▶ [Usando as informações]
A. Segundo o trecho fornecido, qual tem sido o objetivo difuso da filosofia ocidental, e de que ideia sobre as palavras decorre essa conclusão? Responda em uma a três frases.
B. Por favor, reproduza do trecho fornecido a parte que vai de "O primeiro livro" até "mais certa verdade.".

▶ [Trecho fornecido]

-------

O primeiro livro aborda várias das questões filosóficas ou conceituais e muitas das possibilidades de repensar serão familiares a quem conhece Análise do Comportamento ou o trabalho de Arthur Bentley. Contudo, o livro trás uma novidade: ele repensa a filosofia ocidental em termos de consequências sociais do uso da linguagem, aplicando isso na própria filosofia ocidental (Capítulo 5 e Apêndice). A única certeza ou verdade das palavras é o que as pessoas fazem quando falamos, como elas aprenderam a responder. Pensando dessa forma o objetivo difuso da filosofia ocidental tem sido desde sempre prover argumentos de como as palavras e teorias podem ser ditas para serem a mais certa verdade.

O segundo livro faz o caminho de integrar o que nós sabemos sobre o comportamento das pessoas em todas as ciências sociais e na Análise do Comportamento. Eu também uso esse livro como um livro didático para ensinar análise do comportamento social. Para um analista do comportamento é necessário ir além das micro-contingências da pesquisa com animais e olhar mais amplamente para as relações contingentes menos bem definidas entre os nossos contextos de vida e como nós nos comportamentos (claro, sem negar as micro-contingências presentes).

-------

▶ [Dados abaixo]
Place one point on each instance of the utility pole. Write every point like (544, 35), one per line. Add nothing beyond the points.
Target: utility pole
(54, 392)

-------

▶ [Respostas por tarefa]
A. O objetivo difuso da filosofia ocidental tem sido prover argumentos de como as palavras e teorias podem ser ditas para serem a mais certa verdade. Essa conclusão decorre da ideia de que a única certeza ou verdade das palavras é o que as pessoas fazem quando falamos, ou seja, como elas aprenderam a responder.

B.
O primeiro livro aborda várias das questões filosóficas ou conceituais e muitas das possibilidades de repensar serão familiares a quem conhece Análise do Comportamento ou o trabalho de Arthur Bentley. Contudo, o livro trás uma novidade: ele repensa a filosofia ocidental em termos de consequências sociais do uso da linguagem, aplicando isso na própria filosofia ocidental (Capítulo 5 e Apêndice). A única certeza ou verdade das palavras é o que as pessoas fazem quando falamos, como elas aprenderam a responder. Pensando dessa forma o objetivo difuso da filosofia ocidental tem sido desde sempre prover argumentos de como as palavras e teorias podem ser ditas para serem a mais certa verdade.